Problem to work on:
Every line of the records below should be restated exactly.

Excerpt from a dataset:
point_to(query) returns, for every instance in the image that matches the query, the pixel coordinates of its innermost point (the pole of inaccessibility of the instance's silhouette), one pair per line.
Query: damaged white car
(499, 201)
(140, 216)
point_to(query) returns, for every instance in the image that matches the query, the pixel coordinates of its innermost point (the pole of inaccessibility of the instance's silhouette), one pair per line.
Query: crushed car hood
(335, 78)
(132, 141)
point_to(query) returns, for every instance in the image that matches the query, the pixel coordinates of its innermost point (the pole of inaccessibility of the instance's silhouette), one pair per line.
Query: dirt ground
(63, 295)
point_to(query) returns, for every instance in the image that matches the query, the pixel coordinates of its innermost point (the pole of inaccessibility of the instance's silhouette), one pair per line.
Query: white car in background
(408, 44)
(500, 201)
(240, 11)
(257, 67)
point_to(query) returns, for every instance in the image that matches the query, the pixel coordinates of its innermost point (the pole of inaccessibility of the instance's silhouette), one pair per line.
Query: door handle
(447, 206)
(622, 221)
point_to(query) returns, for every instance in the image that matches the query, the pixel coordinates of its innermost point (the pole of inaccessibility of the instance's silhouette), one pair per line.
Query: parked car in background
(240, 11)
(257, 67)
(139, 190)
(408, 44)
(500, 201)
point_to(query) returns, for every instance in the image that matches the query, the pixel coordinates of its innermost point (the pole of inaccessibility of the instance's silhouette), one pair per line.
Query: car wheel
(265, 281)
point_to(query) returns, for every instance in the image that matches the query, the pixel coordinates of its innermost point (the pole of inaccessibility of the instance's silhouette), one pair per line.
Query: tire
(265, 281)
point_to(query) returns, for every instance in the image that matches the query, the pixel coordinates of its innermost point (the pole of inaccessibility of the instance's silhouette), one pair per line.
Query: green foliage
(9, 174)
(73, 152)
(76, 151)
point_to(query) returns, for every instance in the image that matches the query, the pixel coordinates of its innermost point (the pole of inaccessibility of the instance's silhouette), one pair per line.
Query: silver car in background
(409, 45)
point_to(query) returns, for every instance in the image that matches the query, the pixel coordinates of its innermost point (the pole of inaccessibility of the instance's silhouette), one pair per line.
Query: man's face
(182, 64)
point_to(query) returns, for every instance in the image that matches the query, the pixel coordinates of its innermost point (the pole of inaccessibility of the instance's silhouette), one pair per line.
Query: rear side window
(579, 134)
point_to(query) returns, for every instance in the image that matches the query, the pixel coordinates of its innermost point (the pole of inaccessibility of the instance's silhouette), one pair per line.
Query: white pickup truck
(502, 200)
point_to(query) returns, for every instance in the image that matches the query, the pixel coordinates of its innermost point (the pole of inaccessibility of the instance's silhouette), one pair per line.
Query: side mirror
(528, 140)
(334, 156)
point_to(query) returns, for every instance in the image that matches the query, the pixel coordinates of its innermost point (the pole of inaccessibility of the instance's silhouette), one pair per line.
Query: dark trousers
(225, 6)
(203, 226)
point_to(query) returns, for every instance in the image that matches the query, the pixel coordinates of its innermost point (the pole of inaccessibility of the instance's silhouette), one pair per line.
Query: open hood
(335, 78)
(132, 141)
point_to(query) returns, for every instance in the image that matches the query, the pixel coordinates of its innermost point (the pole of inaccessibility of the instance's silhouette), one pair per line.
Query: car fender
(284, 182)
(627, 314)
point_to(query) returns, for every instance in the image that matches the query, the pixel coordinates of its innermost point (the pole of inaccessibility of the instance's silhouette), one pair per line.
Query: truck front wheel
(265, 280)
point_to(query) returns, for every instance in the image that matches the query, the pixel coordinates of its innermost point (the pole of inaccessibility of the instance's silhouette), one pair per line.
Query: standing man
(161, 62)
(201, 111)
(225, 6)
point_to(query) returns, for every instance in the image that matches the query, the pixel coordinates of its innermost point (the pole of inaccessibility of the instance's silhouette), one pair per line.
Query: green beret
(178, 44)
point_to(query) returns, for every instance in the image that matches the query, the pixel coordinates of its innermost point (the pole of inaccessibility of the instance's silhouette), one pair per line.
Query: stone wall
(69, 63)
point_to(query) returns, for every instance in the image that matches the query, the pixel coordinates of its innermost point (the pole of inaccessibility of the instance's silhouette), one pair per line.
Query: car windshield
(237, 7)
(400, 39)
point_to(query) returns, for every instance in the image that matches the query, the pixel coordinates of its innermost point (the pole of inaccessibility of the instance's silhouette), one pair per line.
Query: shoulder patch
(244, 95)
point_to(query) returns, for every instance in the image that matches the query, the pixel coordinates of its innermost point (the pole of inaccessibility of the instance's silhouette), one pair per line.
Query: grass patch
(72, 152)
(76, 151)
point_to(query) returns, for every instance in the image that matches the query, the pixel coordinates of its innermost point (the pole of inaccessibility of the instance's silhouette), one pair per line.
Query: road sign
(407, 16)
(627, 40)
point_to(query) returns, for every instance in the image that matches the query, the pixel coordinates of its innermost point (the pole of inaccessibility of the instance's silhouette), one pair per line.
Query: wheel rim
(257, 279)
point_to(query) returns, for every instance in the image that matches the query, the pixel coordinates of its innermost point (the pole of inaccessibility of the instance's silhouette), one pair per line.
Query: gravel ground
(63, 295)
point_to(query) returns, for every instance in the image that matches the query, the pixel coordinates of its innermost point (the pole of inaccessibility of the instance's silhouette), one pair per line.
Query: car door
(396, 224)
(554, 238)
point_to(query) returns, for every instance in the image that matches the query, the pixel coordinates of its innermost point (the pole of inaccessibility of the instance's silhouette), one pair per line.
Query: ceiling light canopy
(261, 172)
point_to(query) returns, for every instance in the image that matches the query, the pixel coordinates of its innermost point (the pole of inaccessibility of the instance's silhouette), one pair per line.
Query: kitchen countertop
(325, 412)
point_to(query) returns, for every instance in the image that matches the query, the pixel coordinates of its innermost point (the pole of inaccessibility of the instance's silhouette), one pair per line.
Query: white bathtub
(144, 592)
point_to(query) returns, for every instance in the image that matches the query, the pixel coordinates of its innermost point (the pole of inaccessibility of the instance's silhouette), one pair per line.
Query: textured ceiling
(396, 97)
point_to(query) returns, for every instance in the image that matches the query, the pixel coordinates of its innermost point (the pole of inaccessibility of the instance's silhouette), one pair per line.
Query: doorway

Correct output:
point_to(query) returns, for every instance in the image that matches the query, the pixel coordinates of its innermost point (the pole of inaccessibility of the instance's silhouette), one pair per line.
Query: damaged white car
(499, 201)
(140, 216)
point_to(query) returns, for every instance in the image that matches the query, the pixel coordinates of its innermost point (the pole of inaccessibility of the instance's silhouette), one pair per line.
Query: crushed car hood
(335, 78)
(132, 141)
point_to(query) returns, for every instance in the image that matches the query, the pixel coordinates of its innermost point (the pole of inaccessibility of the instance's silhouette), one pair per line.
Query: dirt ground
(63, 295)
point_to(query) returns, for every instance in the image that matches the query, the pixel coordinates of its innermost point (the pole of inaccessibility of the instance's silhouette), one pair per line.
Query: white car in background
(408, 44)
(500, 201)
(240, 11)
(257, 67)
point_to(query) returns, for every instance in the image that matches the query, the pixel coordinates of its innermost point (the pole of inaccessibility of the instance's silhouette), one pair per line.
Query: door handle
(447, 206)
(622, 221)
point_to(query) returns, for every instance in the image that matches the query, the pixel coordinates of its innermost point (the pole of inaccessibility of the instance's silhouette), one pair per line.
Query: parked car in background
(240, 11)
(257, 67)
(139, 190)
(408, 44)
(500, 201)
point_to(query) returns, for every instance in the image that matches the query, the pixel coordinates of its innermost point (the pole of inaccessibility of the instance's silhouette), one pair per line.
Query: car wheel
(265, 281)
point_to(query) returns, for every instance in the image that matches the query, the pixel coordinates of its innermost point (the pole of inaccessibility of the instance's silhouette), one pair per line.
Query: tire
(265, 281)
point_to(query) returns, for every instance in the image that matches the query, the pixel coordinates of its innermost point (the pole of inaccessibility of the instance's silhouette), one pair per line.
Query: green foliage
(9, 174)
(73, 152)
(76, 151)
point_to(query) returns, for every instance in the image that matches the query, the pixel coordinates of its innermost point (the pole of inaccessibility of the instance's silhouette), one pair per line.
Query: silver car in background
(409, 45)
point_to(query) returns, for every instance in the image that matches the query, the pixel coordinates of its innermost point (the pole of inaccessibility of the instance's silhouette), one pair per line.
Query: man's face
(182, 64)
point_to(query) returns, for every instance in the image that matches the query, the pixel coordinates of its innermost point (the pole of inaccessibility of the instance's silhouette), one pair per line.
Query: rear side window
(579, 134)
point_to(query) returns, for every instance in the image that matches the query, the pixel coordinates of its innermost point (the pole of inaccessibility of the instance's silhouette), one pair per line.
Query: white pickup truck
(502, 200)
point_to(query) returns, for every instance in the image that matches the query, the pixel coordinates of its innermost point (the pole of inaccessibility of the instance's silhouette), one pair per line.
Query: side mirror
(528, 140)
(334, 156)
point_to(query) returns, for every instance in the image that matches the query, the pixel coordinates of its innermost point (the pole of inaccessibility of the instance's silhouette), one pair per line.
Query: dark trousers
(225, 6)
(203, 226)
point_to(query) returns, for every instance in the image that matches the query, the pixel coordinates of its innermost point (the pole of inaccessibility of the instance's silhouette), one pair per line.
Query: open hood
(335, 78)
(132, 141)
point_to(query) returns, for every instance in the image that matches the query, the pixel coordinates of its innermost point (the pole of inaccessibility of the instance's silhouette), one pair per line.
Query: car fender
(284, 182)
(627, 314)
point_to(query) returns, for every instance in the image that matches the query, the pixel coordinates of its innermost point (the pole of inaccessibility of the instance's silhouette), one pair per line.
Query: truck front wheel
(265, 280)
point_to(query) returns, for every instance in the image that matches the query, the pixel coordinates of its innermost point (the pole of inaccessibility of the instance's silhouette), one pair per line.
Query: standing man
(161, 62)
(201, 111)
(225, 6)
point_to(query) returns, for every instance in the image that matches the query, the pixel coordinates of its innermost point (the pole of inaccessibility of the instance's silhouette), one pair per line.
Query: green beret
(178, 44)
point_to(query) returns, for every instance in the image that matches the query, the pixel coordinates of its innermost point (the pole of inaccessibility of the instance's silhouette), one pair per line.
Query: stone wall
(69, 63)
point_to(query) returns, for every instance in the image that matches the query, the pixel coordinates of its innermost point (the pole of inaccessibility of the instance's silhouette), one pair per line.
Query: car windshield
(237, 7)
(400, 39)
point_to(query) returns, for every instance in the image that matches the query, the pixel coordinates of its innermost point (the pole of inaccessibility of the instance's silhouette), one pair per line.
Query: shoulder patch
(244, 95)
point_to(query) returns, for every instance in the image that matches the query, the pixel coordinates of its innermost point (the pole of inaccessibility of the instance's silhouette), one pair per line.
Query: grass patch
(72, 152)
(76, 151)
point_to(query) returns, for every instance in the image that matches the query, the pixel coordinates of its innermost point (the pole of inaccessibility of the instance's silhouette), one pair per line.
Query: road sign
(407, 16)
(627, 40)
point_to(query) returns, for every instance in the image that matches the query, the pixel coordinates of its innermost point (the pole of inaccessibility of the instance's silhouette), one pair per line.
Query: wheel rim
(257, 279)
point_to(query) returns, for every instance in the image that matches the query, the pixel coordinates of its innermost point (the pole of inaccessibility of the instance's silhouette), one pair per line.
Query: gravel ground
(63, 295)
point_to(query) returns, for every instance in the image that matches the query, the pixel coordinates of its innermost point (the pole of inaccessibility of the instance's silhouette), one pair per line.
Query: car door
(396, 224)
(554, 238)
point_to(query) returns, for every instance in the image that matches the query, the pixel coordinates of its innermost point (the pole of inaccessibility of the instance's silhouette), one pair per line.
Query: ceiling light canopy
(261, 172)
point_to(query) returns, for every instance in the image that matches the query, the pixel coordinates of its innermost point (the pole of inaccessibility of the instance's silhouette), one pair per line.
Query: kitchen countertop
(325, 412)
point_to(query) returns, for every instance in the image that matches the query, the pixel coordinates of its innermost point (the pole of inaccessibility of the instance's silhouette), one pair per line.
Query: white bathtub
(144, 592)
point_to(query) returns, for every instance in the image that matches the query, the pixel coordinates of its innermost point (the pole of inaccessibility of the instance's silhouette), one pair per line.
Query: textured ceiling
(396, 97)
point_to(query) returns, for every instance in the image that matches the query, the pixel coordinates of its innermost point (the pole of inaccessibility of the instance's silhouette), one pair per line.
Query: doorway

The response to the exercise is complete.